Set down each entry again exactly as written.

→ **Data records**:
===============

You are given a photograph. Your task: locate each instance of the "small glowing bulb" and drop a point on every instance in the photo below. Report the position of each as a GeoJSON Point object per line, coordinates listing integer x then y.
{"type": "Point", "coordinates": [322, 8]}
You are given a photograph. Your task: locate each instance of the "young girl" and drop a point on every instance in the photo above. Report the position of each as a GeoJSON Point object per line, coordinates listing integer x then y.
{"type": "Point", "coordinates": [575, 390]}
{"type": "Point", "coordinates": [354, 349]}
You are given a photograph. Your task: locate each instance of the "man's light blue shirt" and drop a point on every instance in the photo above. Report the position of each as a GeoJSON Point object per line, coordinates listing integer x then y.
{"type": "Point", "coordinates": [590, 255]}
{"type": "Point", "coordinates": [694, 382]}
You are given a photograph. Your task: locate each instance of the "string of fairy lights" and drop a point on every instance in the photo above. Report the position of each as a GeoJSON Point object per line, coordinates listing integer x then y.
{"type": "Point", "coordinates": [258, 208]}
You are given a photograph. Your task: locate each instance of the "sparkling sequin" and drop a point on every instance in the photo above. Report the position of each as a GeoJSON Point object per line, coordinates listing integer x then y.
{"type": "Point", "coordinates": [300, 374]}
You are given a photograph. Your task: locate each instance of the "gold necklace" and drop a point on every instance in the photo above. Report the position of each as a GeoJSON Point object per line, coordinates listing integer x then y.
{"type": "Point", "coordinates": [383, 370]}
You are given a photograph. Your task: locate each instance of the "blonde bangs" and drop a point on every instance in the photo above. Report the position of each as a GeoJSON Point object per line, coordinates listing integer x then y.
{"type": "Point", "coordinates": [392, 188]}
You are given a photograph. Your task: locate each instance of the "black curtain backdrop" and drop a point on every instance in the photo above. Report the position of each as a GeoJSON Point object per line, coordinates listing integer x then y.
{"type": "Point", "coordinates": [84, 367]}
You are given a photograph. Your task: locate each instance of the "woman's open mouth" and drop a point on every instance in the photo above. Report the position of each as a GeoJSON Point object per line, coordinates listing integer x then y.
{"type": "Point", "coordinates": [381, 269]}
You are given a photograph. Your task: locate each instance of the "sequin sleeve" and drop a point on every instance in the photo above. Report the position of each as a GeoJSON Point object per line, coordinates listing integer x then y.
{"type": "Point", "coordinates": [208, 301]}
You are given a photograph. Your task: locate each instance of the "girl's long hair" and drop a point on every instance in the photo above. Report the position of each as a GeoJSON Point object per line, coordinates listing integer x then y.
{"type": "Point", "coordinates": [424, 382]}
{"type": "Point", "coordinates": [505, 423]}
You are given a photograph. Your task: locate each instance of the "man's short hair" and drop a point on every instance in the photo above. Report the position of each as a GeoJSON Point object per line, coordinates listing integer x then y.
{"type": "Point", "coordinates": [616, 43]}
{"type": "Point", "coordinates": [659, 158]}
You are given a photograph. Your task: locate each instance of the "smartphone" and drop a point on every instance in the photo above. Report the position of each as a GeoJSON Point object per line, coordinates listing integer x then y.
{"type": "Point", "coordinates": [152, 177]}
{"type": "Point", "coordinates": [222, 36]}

===============

→ **Response area**:
You are given a photograph. Your task: locate each instance of the "small glowing bulb" and drop a point on every instance in the photo below. Report the position of each as a GeoJSON Point object per line, coordinates listing integer x then y.
{"type": "Point", "coordinates": [322, 8]}
You are given a photograph. Your task: locate each instance of the "young girl" and drop a point on every instance in the photo above. Report the position of each as a GeoJSON Point object per line, coordinates listing integer x then y.
{"type": "Point", "coordinates": [575, 390]}
{"type": "Point", "coordinates": [354, 349]}
You are given a photograph. Your task: locate each instance of the "man's light blue shirt" and drop a point on every instance in the photo above. Report the position of each as a GeoJSON Point object per line, coordinates listing integer x then y.
{"type": "Point", "coordinates": [590, 255]}
{"type": "Point", "coordinates": [694, 382]}
You are given a photograph. Your task: locate each instance of the "string of fairy lights" and drop a point on every instance in the photo above. Report the position of each as a GeoJSON Point object per line, coordinates listing integer x then y.
{"type": "Point", "coordinates": [258, 208]}
You are given a photograph. Your task: locate each instance of the "sparkling sequin" and drop a point on every instance in the photo above. Report the position of each as a GeoJSON Point object per line, coordinates listing integer x then y.
{"type": "Point", "coordinates": [300, 374]}
You are given a photograph. Your task: locate each instance of the "gold necklace" and drop a point on every instance in the photo above. Report the position of each as a GeoJSON Point object per line, coordinates listing integer x then y.
{"type": "Point", "coordinates": [383, 370]}
You are given a photograph. Your task: locate each instance of the "blonde bangs" and drop a point on every instance in the photo above. Report the position of each as a GeoJSON Point object per line, coordinates listing integer x then y.
{"type": "Point", "coordinates": [392, 188]}
You are given a photograph. Your task: locate each instance of the "black curtain backdrop" and drop a point on every instance in the photo above. Report the position of each as a GeoJSON Point object per line, coordinates listing integer x then y.
{"type": "Point", "coordinates": [84, 367]}
You are given a photograph. Your task: locate each instance of the "woman's open mouth" and drop a point on every instance in the photo above. Report the position of each as a GeoJSON Point object per line, coordinates listing integer x then y.
{"type": "Point", "coordinates": [381, 269]}
You are given a photograph. Your task: locate each instance of the "sequin sleeve" and drop a point on every instance in the photo above. Report the position of each as a GeoJSON Point object per line, coordinates listing integer x then y.
{"type": "Point", "coordinates": [208, 301]}
You are given a photograph. Your task: locate each instance of the "girl's long hair" and drop a point on every instance in the photo above. Report the position of each as a GeoJSON Point object per line, coordinates listing integer x then y.
{"type": "Point", "coordinates": [424, 382]}
{"type": "Point", "coordinates": [505, 423]}
You are given a photograph. Your task: locate each instance of the "man's short hair" and drop a point on every instance in the photo above. Report the position of each as a GeoJSON Point object per line, coordinates listing integer x then y.
{"type": "Point", "coordinates": [616, 43]}
{"type": "Point", "coordinates": [659, 158]}
You are given a photograph. Your task: locate each instance of the "smartphone" and drop a point on every instance in the photo above. Report the position of each as a GeoJSON Point object per line, coordinates listing integer x then y.
{"type": "Point", "coordinates": [152, 177]}
{"type": "Point", "coordinates": [222, 36]}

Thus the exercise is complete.